- **Excerpt**:
According to Pete Prisco from CBS Sports, the Texans originally earned a C grade for their class of DE Ross Blacklock, OLB Jonathan Greenard, OT Charlie Heck, CB John Reid, and WR Isaiah Coulter.

The Skinny: The Texans traded their first-round pick this year as part of the deal to get left tackle Laremy Tunsil from the Dolphins. Tunsil has been their best offensive lineman. They had five picks the rest of the draft, but just one is a starter. That is third-round pass rusher Jonathan Greenard, who was limited to eight games last season because of injury. He had eight sacks in 2021. They missed badly on second-round defensive tackle Ross Blacklock, who was traded to the Vikings last August. The only other player still on the roster from this draft is backup tackle Charlie Heck, who has started 17 games over his three seasons.

How I did: I liked the pick of Blacklock, who I thought could develop into a quality insider rusher. He didn’t. I questioned making the trade for Tunsil — they gave up a ton — and then paying him. I said to keep an eye on Greenard, which was right.

Prisco gave the 2020 class a new grade of C-minus, which is a lot better than what it could have been.

The Texans fired O’Brien after an 0-4 start and named executive vice president of football operations Jack Easterby interim general manager. At the end of the season, the Texans hired Nick Caserio as general manager and thus began an entirely new era.

- **Given data**:
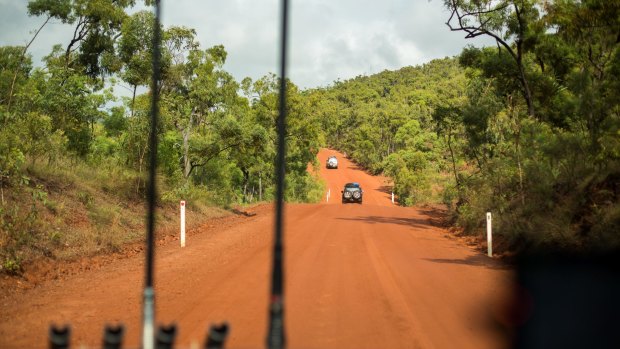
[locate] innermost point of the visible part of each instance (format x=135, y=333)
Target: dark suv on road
x=352, y=192
x=332, y=162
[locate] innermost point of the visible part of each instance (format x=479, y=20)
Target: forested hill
x=528, y=130
x=385, y=122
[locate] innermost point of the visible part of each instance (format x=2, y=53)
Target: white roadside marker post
x=489, y=235
x=182, y=223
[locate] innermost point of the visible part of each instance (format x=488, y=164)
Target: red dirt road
x=357, y=276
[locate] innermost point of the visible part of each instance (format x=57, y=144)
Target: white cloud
x=328, y=40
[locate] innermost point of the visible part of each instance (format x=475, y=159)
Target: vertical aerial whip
x=148, y=328
x=276, y=337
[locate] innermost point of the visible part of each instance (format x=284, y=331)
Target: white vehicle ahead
x=332, y=162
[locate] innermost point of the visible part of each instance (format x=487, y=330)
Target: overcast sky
x=329, y=39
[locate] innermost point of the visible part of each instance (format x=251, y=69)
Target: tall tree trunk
x=186, y=132
x=133, y=99
x=21, y=59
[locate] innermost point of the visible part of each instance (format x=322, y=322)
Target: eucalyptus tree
x=135, y=51
x=97, y=25
x=511, y=23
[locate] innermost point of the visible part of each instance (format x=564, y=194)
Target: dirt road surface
x=374, y=275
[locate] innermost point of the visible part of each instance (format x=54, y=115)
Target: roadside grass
x=70, y=210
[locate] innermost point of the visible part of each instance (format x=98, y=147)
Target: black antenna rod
x=276, y=338
x=148, y=329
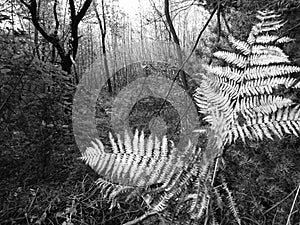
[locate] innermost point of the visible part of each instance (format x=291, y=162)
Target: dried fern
x=246, y=89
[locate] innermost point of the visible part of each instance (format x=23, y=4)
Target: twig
x=278, y=203
x=294, y=202
x=187, y=58
x=139, y=219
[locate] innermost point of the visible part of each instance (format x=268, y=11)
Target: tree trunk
x=103, y=45
x=177, y=43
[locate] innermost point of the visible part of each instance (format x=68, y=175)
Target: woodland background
x=47, y=47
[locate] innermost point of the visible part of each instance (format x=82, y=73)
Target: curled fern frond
x=136, y=162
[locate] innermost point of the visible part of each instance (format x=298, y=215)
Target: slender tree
x=176, y=41
x=102, y=25
x=67, y=54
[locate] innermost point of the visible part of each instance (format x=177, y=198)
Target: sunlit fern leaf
x=226, y=72
x=268, y=50
x=269, y=39
x=266, y=59
x=110, y=190
x=132, y=166
x=264, y=104
x=286, y=120
x=233, y=58
x=264, y=86
x=243, y=46
x=270, y=71
x=249, y=91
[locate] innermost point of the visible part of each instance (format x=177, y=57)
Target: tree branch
x=170, y=23
x=83, y=11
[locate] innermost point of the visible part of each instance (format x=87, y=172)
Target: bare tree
x=102, y=25
x=67, y=54
x=176, y=41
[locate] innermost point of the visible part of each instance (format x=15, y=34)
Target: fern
x=239, y=101
x=247, y=88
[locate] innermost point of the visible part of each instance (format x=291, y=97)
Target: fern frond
x=285, y=120
x=111, y=190
x=267, y=26
x=266, y=59
x=208, y=101
x=243, y=46
x=132, y=166
x=226, y=72
x=268, y=50
x=224, y=85
x=264, y=86
x=270, y=71
x=267, y=39
x=264, y=104
x=233, y=58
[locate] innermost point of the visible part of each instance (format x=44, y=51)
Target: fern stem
x=139, y=219
x=294, y=202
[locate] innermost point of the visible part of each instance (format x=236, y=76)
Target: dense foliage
x=42, y=181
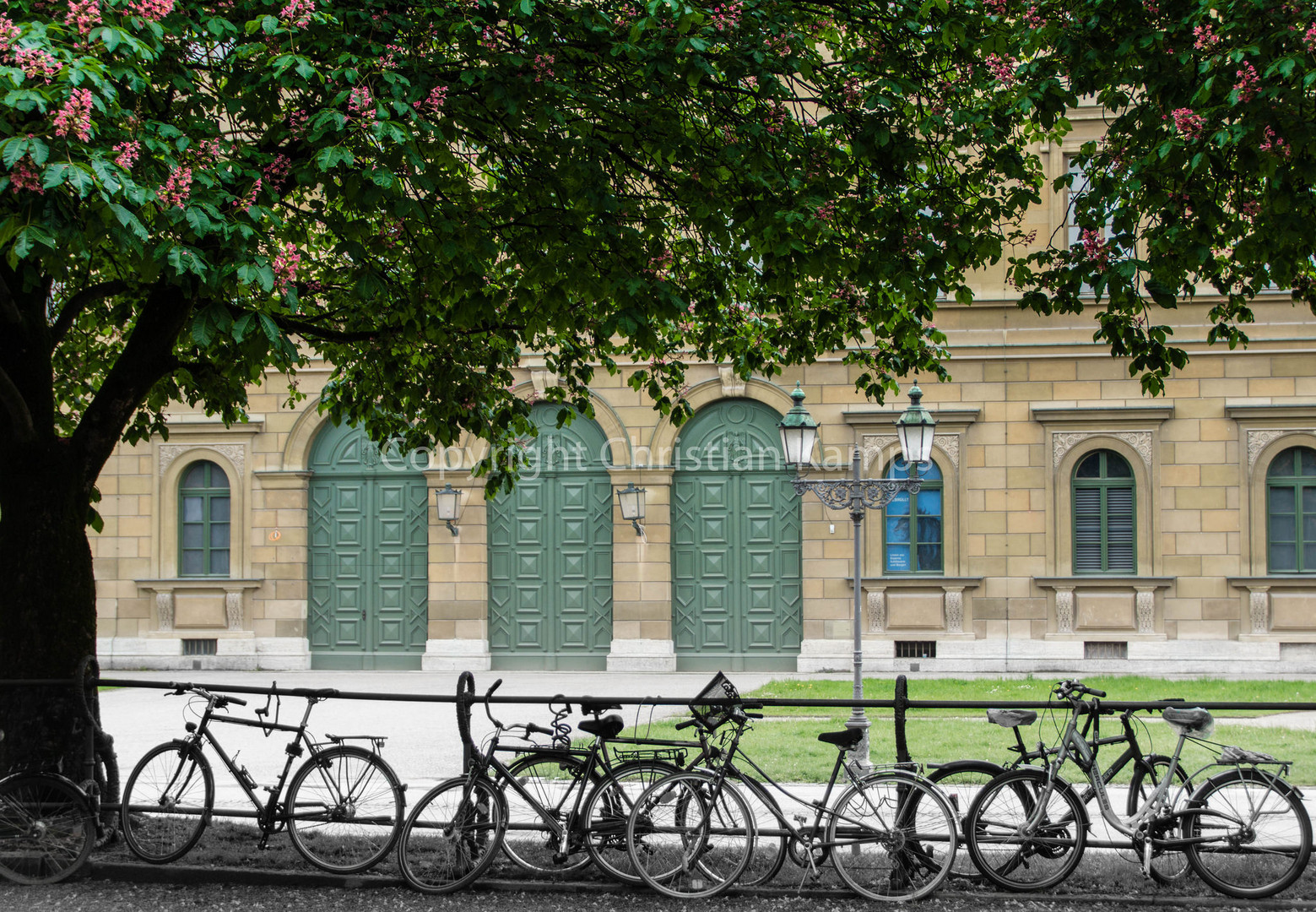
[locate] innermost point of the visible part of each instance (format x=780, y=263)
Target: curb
x=190, y=874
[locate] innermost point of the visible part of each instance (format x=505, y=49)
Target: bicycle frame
x=266, y=812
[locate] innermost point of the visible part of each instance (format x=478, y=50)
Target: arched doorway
x=367, y=549
x=737, y=600
x=550, y=553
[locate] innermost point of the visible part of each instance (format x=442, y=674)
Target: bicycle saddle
x=847, y=740
x=609, y=727
x=1189, y=721
x=1012, y=718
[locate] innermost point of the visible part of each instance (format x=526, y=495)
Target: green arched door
x=737, y=601
x=550, y=553
x=367, y=549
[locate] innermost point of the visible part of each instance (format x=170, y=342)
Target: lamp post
x=799, y=432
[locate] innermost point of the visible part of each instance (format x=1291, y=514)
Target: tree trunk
x=47, y=605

- **Requirement**:
For each statement, say whether it agrees with the excerpt on the Texans' 2020 draft class, answering yes or no and quoting the words of the excerpt that decide it.
1. Jonathan Greenard had eight sacks in 2021.
2. Ross Blacklock was traded to the Dolphins.
3. Charlie Heck has started 17 games over his three seasons.
The data above come from a separate source and are unrelated to the text.

- **Solution**:
1. Yes: "He had eight sacks in 2021."
2. No: "who was traded to the Vikings last August."
3. Yes: "backup tackle Charlie Heck, who has started 17 games over his three seasons."